Familiares dos 43 alunos desaparecidos durante uma manifestação na Cidade do México. 26 de Dezembro de 2015. AP Photo / Marco Ugarte. Todos os direitos reservados.
Tendo em conta a profunda crise de legitimidade à que se enfrenta o México, devem surgir vozes criticas. A chegada de Trump ao outro lado da fronteira deve acelerar a necessidade de mudanças criticas, num país que realizará eleições presidenciais em 2018, no meio duma grande incerteza. A série México na Encruzilhada pretende dar voz a esta visões criticas.
A situação dos direitos humanos no México deteriorou-se de forma extraordinária. A guerra contra o narcotráfico teve um efeito decisivo no aumento da violência originada pelos grupos criminosos, mas também nos crimes cometidos pelas forças estatais. Apesar de reconhecido o problema pelo governo mexicano e das medidas tomadas para resolvê-lo, a realidade demonstra que as violações dos direitos humanos e a ausência duma resposta adequada por parte das instituições de administração de justiça, continuam a ser a regra e não a excepção.

_Dados apresentados_
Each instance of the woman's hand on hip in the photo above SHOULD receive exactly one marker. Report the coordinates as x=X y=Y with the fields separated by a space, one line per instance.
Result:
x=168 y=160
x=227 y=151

_Lista de tarefas_
1 – De acordo com o texto sobre os direitos humanos no México, em que ano vão realizar-se as eleições presidenciais no país?
2 – Prossiga o texto sobre os direitos humanos no México a partir do ponto em que termina.

_Resultados_
1 – Em 2018.

2 –
Neste contexto, na noite do dia 26 de Setembro de 2014, desapareceram quarenta e três estudantes da Escola Normal Rural Isidro Burgos de Ayotzinapa, Guerrero. Ainda que este não tenha sido o primeiro nem o último caso de pessoas desaparecidas no México, o número de desaparecidos, o facto de serem estudantes, o envolvimento de forças estatais de diferentes níveis e a persistência dos familiares fizeram deste caso um momento de ruptura, que desencadeou a indignação cidadã a nível nacional e internacional.
No contexto das medidas cautelares que se tramitaram perante a Corte Interamericana dos Direitos Humanos (CIDH) em relação a este caso, e como fruto dum acordo entre esta instituição, o Estado Mexicano e os representantes das vitimas, criou-se o Grupo Interdisciplinar de Especialistas Independentes (GIEI), ao que foi atribuída a missão de levar a cabo uma verificação técnica das acções tomadas pelo Estado mexicano logo a seguir ao desaparecimento dos estudantes, não só em relação à sua localização, mas também em relação ao esgotamento das linhas de investigação assim como em relação à atenção e reparação às vitimas.
O GIEI foi uma experiencia única de colaboração entre o Estado e o CIDH, de monitorização dum caso em tempo real. Formado por cinco especialistas internacionais, o GIEI demonstrou-nos que é possível investigar este tipo de atrocidades tratando as vitimas com respeito e consideração. As suas averiguações sobre o caso – explicados em dois relatórios – foram fundamentais, mas possivelmente o a importância do seu legado encontra-se sobretudo na radiografia que realizou do sistema de justiça penal mexicano e nas recomendações que fez para o melhorar.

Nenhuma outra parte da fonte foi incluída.